• [Ausgangstext]
#####
Rassismus: |
Rassismus und Bigotterie haben seit der Abschaffung der Sklaverei in den USA Formen angenommen, die weniger drastisch und augenfällig sind. Wie massiv sich die Unterdrückung rassischer Minderheiten aber auch danach noch institutionalisieren ließ, belegen die Gesetze zum Verbot von Cannabis. An ihnen ist abzulesen, wie sich hinter schönen Reden und Gesetzen, die vorgeblich die menschenfreundlichsten und edelsten Absichten verfolgen, Vorurteile verbergen und Vorverurteilungen Gesetzeskraft erlangen können.
Cannabisrauchen in Amerika
Soweit bekannt ist, wurden Blütenspitzen der weiblichen Cannabispflanze in der westlichen Hemisphäre erstmalig in den 70er Jahren des 19. Jahrhunderts auf den Westindischen Inseln (Jamaika, Bahamas, Barbados etc.) geraucht.1Die Sitte des Cannabisrauchens gelangte mit der Einwanderung Tausender indischer Hindus dorthin, die als billige Arbeitskräfte angeworben worden waren. Mexikanische und schwarze Seeleute, die auf den Inseln Handel trieben, lernten diesen Brauch 1886 kennen und verbreiteten ihn überall in diesem Gebiet und in Mexiko.
In der Karibik rauchte man Cannabis, um sich die zermürbende Arbeit auf den Zuckerrohrfeldern zu erleichtern und um die Hitze zu ertragen. Nach der Arbeit konnte man sich damit entspannen, ohne die Nachwirkungen am nächsten Morgen befürchten zu müssen, die so häufig mit dem Genuß von Alkohol verbunden sind.
Geht man davon aus, daß das Marihuanarauchen im 19. Jahrhundert von den Westindischen Inseln der Karibik und von Mexiko seinen Ausgang nahm, ist es nicht überraschend, daß in den USA zuerst im Jahre 1903 Mexikaner in Brownsville, Texas, Marihuana geraucht haben sollen. 1909 wurde auch im Hafen von New Orleans geraucht und dort vor allem in dem von Schwarzen dominierten Bezirk »Storeyville«, den viele Seeleute aufsuchten.
Storeyville in New Orleans war ein Viertel voller Kleinkunstbühnen, Bordelle, Musik und all den anderen üblichen Begleiterscheinungen von »Rotlichtdistrikten« der ganzen Welt. Die Seeleute von den Inseln verbrachten in Storeyville ihren Landurlaub und versorgten sich hier auch mit Marihuana.
Blackface: »Jim-Crow« ...
#####
• [Vorliegende Daten]

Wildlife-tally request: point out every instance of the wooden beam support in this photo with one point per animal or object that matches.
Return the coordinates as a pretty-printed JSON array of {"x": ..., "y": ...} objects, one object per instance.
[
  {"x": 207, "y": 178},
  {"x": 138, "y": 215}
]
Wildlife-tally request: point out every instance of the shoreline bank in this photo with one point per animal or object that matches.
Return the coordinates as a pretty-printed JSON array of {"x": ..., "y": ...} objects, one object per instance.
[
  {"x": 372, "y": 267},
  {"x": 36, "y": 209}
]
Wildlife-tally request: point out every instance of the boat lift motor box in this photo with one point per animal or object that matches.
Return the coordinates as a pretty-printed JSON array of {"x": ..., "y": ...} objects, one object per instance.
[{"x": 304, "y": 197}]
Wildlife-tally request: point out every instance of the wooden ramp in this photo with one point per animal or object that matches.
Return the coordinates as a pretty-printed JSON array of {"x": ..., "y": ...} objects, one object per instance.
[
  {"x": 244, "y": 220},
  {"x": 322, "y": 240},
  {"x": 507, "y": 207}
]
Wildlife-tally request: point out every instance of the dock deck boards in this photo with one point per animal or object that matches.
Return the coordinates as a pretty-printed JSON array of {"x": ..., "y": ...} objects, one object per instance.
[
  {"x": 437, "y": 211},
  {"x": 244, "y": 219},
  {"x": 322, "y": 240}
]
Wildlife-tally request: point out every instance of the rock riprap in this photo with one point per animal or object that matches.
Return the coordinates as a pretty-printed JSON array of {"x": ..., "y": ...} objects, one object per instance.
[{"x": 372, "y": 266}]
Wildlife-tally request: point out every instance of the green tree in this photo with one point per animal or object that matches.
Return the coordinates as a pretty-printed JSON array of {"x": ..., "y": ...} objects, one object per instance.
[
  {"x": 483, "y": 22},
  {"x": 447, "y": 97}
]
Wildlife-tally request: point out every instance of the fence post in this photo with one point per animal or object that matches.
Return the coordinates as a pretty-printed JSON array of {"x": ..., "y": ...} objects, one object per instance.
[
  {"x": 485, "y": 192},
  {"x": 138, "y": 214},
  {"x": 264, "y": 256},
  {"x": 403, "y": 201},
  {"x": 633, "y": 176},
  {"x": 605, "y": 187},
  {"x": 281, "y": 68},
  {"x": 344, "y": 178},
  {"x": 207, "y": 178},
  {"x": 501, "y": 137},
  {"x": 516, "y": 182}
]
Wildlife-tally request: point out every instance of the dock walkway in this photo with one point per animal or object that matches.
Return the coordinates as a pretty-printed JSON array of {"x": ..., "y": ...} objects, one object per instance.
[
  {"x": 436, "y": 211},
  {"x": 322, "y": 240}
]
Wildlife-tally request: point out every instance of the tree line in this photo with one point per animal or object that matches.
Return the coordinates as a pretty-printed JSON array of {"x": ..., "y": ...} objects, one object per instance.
#####
• [Arbeitsanweisung] Aktualisiere den Abschnitt des Ausgangstexts, der mit „Cannabisrauchen in Amerika“ beginnt und sich bis „Alkohol verbunden sind.“ fortsetzt, indem du „Zuckerrohrfeldern“ durch „Tabakfeldern“ ersetzt, und gib ihn vollständig wieder.

• [Lösung]
Cannabisrauchen in Amerika
Soweit bekannt ist, wurden Blütenspitzen der weiblichen Cannabispflanze in der westlichen Hemisphäre erstmalig in den 70er Jahren des 19. Jahrhunderts auf den Westindischen Inseln (Jamaika, Bahamas, Barbados etc.) geraucht.1Die Sitte des Cannabisrauchens gelangte mit der Einwanderung Tausender indischer Hindus dorthin, die als billige Arbeitskräfte angeworben worden waren. Mexikanische und schwarze Seeleute, die auf den Inseln Handel trieben, lernten diesen Brauch 1886 kennen und verbreiteten ihn überall in diesem Gebiet und in Mexiko.
In der Karibik rauchte man Cannabis, um sich die zermürbende Arbeit auf den Tabakfeldern zu erleichtern und um die Hitze zu ertragen. Nach der Arbeit konnte man sich damit entspannen, ohne die Nachwirkungen am nächsten Morgen befürchten zu müssen, die so häufig mit dem Genuß von Alkohol verbunden sind.